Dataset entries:
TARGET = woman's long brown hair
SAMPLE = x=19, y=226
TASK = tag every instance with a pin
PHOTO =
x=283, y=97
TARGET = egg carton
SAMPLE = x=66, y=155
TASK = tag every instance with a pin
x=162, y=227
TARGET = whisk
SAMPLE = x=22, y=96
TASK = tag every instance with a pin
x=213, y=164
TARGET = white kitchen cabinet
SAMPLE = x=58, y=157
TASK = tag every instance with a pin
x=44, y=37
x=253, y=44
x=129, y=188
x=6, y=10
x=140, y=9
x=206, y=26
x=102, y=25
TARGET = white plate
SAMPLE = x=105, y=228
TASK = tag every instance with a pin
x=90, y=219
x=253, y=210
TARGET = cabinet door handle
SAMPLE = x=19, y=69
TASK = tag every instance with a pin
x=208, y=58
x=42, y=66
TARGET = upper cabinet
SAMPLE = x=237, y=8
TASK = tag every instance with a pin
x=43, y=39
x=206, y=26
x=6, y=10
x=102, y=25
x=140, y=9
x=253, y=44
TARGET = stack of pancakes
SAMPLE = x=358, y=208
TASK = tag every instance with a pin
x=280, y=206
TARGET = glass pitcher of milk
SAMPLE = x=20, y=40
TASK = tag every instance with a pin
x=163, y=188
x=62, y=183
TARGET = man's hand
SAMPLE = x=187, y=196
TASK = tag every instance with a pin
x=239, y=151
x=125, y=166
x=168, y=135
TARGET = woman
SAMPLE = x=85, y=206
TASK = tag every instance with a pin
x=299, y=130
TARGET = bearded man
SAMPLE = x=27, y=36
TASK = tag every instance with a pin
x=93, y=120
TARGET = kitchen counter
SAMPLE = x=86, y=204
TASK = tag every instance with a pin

TASK BRIEF:
Reproduce every line of the material from the line with "TARGET = whisk" up to and including the line with "x=62, y=183", shifting each answer coordinate by adding 109 to both its x and y values and leaving all other lines unchanged.

SOLUTION:
TARGET = whisk
SAMPLE = x=22, y=96
TASK = tag every instance with a pin
x=322, y=273
TARGET = white kitchen cabinet
SAMPLE = x=58, y=157
TASK = tag every instance with a pin
x=153, y=146
x=362, y=153
x=238, y=297
x=115, y=119
x=249, y=118
x=315, y=135
x=211, y=134
TARGET = white plate
SAMPLE = x=105, y=228
TASK = tag every instance with a pin
x=199, y=328
x=362, y=319
TARGET = cabinet door handle
SAMPLE = x=19, y=69
TASK = tag every instance with a pin
x=317, y=167
x=151, y=175
TARGET = upper cabinet
SAMPLE = x=237, y=8
TASK = tag every instance with a pin
x=152, y=148
x=315, y=135
x=115, y=119
x=211, y=134
x=249, y=118
x=362, y=153
TARGET = stack of pancakes
SAMPLE = x=358, y=208
TASK = tag every instance with a pin
x=389, y=315
TARGET = glass pitcher of milk
SAMPLE = x=20, y=40
TASK = tag every instance with a pin
x=272, y=297
x=171, y=292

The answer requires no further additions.